Besitzbegriff im KaffeeStG richtet sich nach den Begrifflichkeiten der harmonisierten Verbrauchssteuern
FG Düsseldorf 18.4.2018, 4 K 123/16 VKIm September 2013 war anlässlich einer Kontrolle durch Beamte der Kontrolleinheit Verkehrswege im Transporter der Klägerin mit einem polnischen Kennzeichen knapp 1.500 kg Röstkaffee in Form von Kaffeepads festgestellt. Der Fahrer des Transporters legte einen CMR-Frachtbrief vor, wonach der Kaffee bei einer Firma in Belgien geladen und für eine Firma in Polen bestimmt war. Ein Mehrstück der gem. § 17 Abs. 4 S. 2 KaffeeStG erforderlichen Anzeige über die Durchfuhr durch das Steuergebiet konnte der Fahrer nicht vorlegen. Nach sofortiger Rücksprache durch die kontrollierenden Beamten lag eine solche Anzeige bei dem zuständigen Hauptzollamt auch zunächst nicht vor. Die noch am selben Tag dort zu einem späteren Zeitpunkt per Telefax eingegangene Anzeige (Vordruck 1843) erkannte das HZA nicht an, da diese unvollständig und zudem nicht rechtsverbindlich unterschrieben worden sei.

(Dateneinträge)
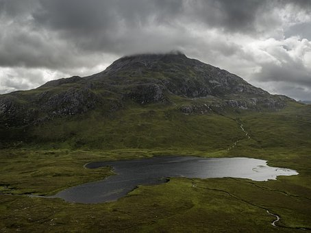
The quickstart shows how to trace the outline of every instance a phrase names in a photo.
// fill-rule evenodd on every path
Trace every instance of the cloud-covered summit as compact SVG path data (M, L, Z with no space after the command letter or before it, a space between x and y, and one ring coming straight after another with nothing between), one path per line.
M310 15L309 0L0 0L0 92L180 50L310 99Z

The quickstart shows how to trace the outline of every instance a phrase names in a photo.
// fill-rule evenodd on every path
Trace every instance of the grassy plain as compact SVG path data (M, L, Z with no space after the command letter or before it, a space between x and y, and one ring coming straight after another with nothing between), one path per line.
M311 230L310 106L291 103L278 112L227 116L186 115L156 106L104 118L101 112L88 114L82 119L59 119L38 125L28 132L25 142L0 151L0 232ZM171 178L98 204L27 196L55 194L112 174L108 168L84 168L89 162L160 155L262 158L299 175L268 182ZM277 226L271 224L275 217L266 210L281 217Z

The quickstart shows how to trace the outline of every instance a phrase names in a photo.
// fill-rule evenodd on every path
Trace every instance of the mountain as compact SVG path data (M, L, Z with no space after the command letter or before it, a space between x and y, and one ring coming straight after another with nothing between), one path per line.
M3 142L54 143L60 140L70 140L68 143L73 145L71 140L75 138L73 144L79 147L92 143L90 139L80 141L81 135L86 135L83 132L89 130L87 126L81 126L82 122L88 121L89 126L99 123L92 121L95 119L115 121L116 116L128 116L134 110L148 109L148 117L161 111L169 115L174 112L178 118L185 114L229 116L243 111L275 112L294 102L181 53L140 54L121 58L105 71L90 76L53 80L36 89L0 95L0 133ZM132 125L134 120L129 121L127 125ZM73 122L79 123L80 126L68 130ZM50 125L49 131L59 125L60 132L49 132L45 136L43 128L47 125ZM146 130L153 130L150 127ZM96 134L92 134L93 141L103 138L100 133ZM105 140L105 146L114 143ZM126 144L130 146L129 142Z
M223 108L254 110L276 110L290 100L182 53L143 54L119 59L91 76L53 80L36 89L2 95L0 116L6 125L22 125L103 106L114 111L128 99L172 103L176 97L206 98Z
M304 104L311 104L311 101L310 100L299 100L299 102Z

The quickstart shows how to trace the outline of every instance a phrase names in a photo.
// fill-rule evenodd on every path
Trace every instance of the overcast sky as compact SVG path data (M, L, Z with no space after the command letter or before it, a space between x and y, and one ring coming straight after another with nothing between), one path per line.
M0 0L0 93L172 50L311 100L311 0Z

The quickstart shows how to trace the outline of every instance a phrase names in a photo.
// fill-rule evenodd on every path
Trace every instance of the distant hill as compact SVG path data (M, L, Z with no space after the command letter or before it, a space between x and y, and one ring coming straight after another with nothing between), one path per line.
M195 143L217 146L236 136L232 119L240 116L234 114L274 112L296 103L181 53L134 55L88 77L1 95L0 143L153 147L184 146L192 137ZM187 115L192 122L186 123ZM208 134L206 142L198 140L201 134ZM227 138L220 143L219 136Z
M299 100L299 102L304 104L311 104L311 100Z

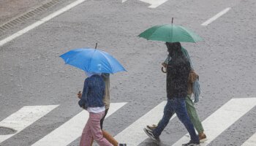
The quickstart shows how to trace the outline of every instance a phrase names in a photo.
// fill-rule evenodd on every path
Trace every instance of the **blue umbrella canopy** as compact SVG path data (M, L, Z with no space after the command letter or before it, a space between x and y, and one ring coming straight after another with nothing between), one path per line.
M124 72L122 65L109 53L89 47L75 49L60 57L69 64L87 72L110 73Z

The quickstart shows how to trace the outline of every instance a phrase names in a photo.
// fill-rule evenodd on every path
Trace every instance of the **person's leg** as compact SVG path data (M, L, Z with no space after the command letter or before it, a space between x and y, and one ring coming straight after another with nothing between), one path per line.
M110 142L113 146L118 146L118 142L114 139L114 137L108 133L106 131L102 130L103 137L105 138L108 142Z
M190 118L191 122L193 123L197 133L203 132L203 128L201 121L199 120L197 110L195 107L193 101L191 100L190 96L187 95L186 97L186 108L187 114Z
M99 113L90 112L90 128L94 140L99 145L104 146L113 146L105 138L103 137L102 131L100 128L100 120L103 118L105 112ZM91 142L91 139L89 143Z
M105 118L106 117L107 114L108 114L108 109L106 109L105 110L105 114L104 114L104 116L103 118L100 120L100 128L102 129L103 128L103 121L105 120Z
M175 99L173 100L173 108L178 119L185 126L188 131L192 142L199 143L199 138L195 133L194 126L187 115L185 98Z
M83 130L81 139L80 140L80 146L89 146L92 139L92 134L90 129L90 117Z
M159 137L161 135L162 131L165 129L166 126L168 124L170 118L173 115L174 113L175 112L173 109L172 108L170 101L168 99L164 109L164 115L162 116L161 120L157 124L157 127L154 128L154 131L152 131L153 134L155 137Z

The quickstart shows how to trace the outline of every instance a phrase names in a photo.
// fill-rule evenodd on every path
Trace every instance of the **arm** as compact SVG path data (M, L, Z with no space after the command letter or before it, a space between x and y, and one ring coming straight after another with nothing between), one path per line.
M189 72L189 82L193 83L197 80L197 78L198 75L195 72L194 70L192 69Z
M83 90L82 96L78 101L78 104L80 107L83 107L83 109L87 109L87 94L89 91L89 86L88 86L88 80L86 79L84 82L83 85Z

Übungsaufgaben
[a] Prüfen Sie, ob die folgenden Aussagen mit dem Text zum Kaffeesteuergesetz übereinstimmen, und belegen Sie jede Antwort mit einem wörtlichen Zitat: (i) Laut Frachtbrief war der Kaffee für eine Firma in Polen bestimmt. (ii) Der Fahrer konnte ein Mehrstück der Anzeige über die Durchfuhr vorlegen. (iii) Das HZA erkannte die per Telefax eingegangene Anzeige an.
[b] Führen Sie den Text zum Kaffeesteuergesetz im Anschluss an seinen letzten Satz weiter.

Lösungen
[a]
(i) Ja: „wonach der Kaffee bei einer Firma in Belgien geladen und für eine Firma in Polen bestimmt war“
(ii) Nein: „Ein Mehrstück der gem. § 17 Abs. 4 S. 2 KaffeeStG erforderlichen Anzeige über die Durchfuhr durch das Steuergebiet konnte der Fahrer nicht vorlegen.“
(iii) Nein: „erkannte das HZA nicht an, da diese unvollständig und zudem nicht rechtsverbindlich unterschrieben worden sei“

[b]
Das Finanzamt setzte daraufhin gegen die Klägerin Kaffeesteuer fest. Es war der Ansicht, die Klägerin habe als Frachtführerin mittelbaren Besitz an dem Kaffee gehabt. Die von ihr gegenüber dem HZA per Fax übermittelte Durchfuhranzeige sei erst nach der Zollkontrolle und daher verspätet vorgelegt worden. Die Klägerin verwies darauf, dass sie nicht direkt für die Firma arbeite. Verantwortlicher Spediteur sei eine Firma X in Polen. Diese habe auch die Durchfuhranzeige an das HZA gesendet. Sie sei hierfür verantwortlich gewesen. Sie selbst habe keine Informationen darüber gehabt, dass die aus Belgien nach Polen zu transportierende Ware Kaffee gewesen sei.
Das FG gab der gegen den Steuerbescheid gerichteten Klage statt. Allerdings wurde die Revision zum BFH zugelassen.
Die Gründe:
Es kann dahinstehen, ob die Steuer gem. § 17 Abs. 2 S. 1 KaffeeStG entstanden ist, denn jedenfalls schuldet die Klägerin die Steuer nicht gem. § 17 Abs. 2 S. 3 KaffeeStG.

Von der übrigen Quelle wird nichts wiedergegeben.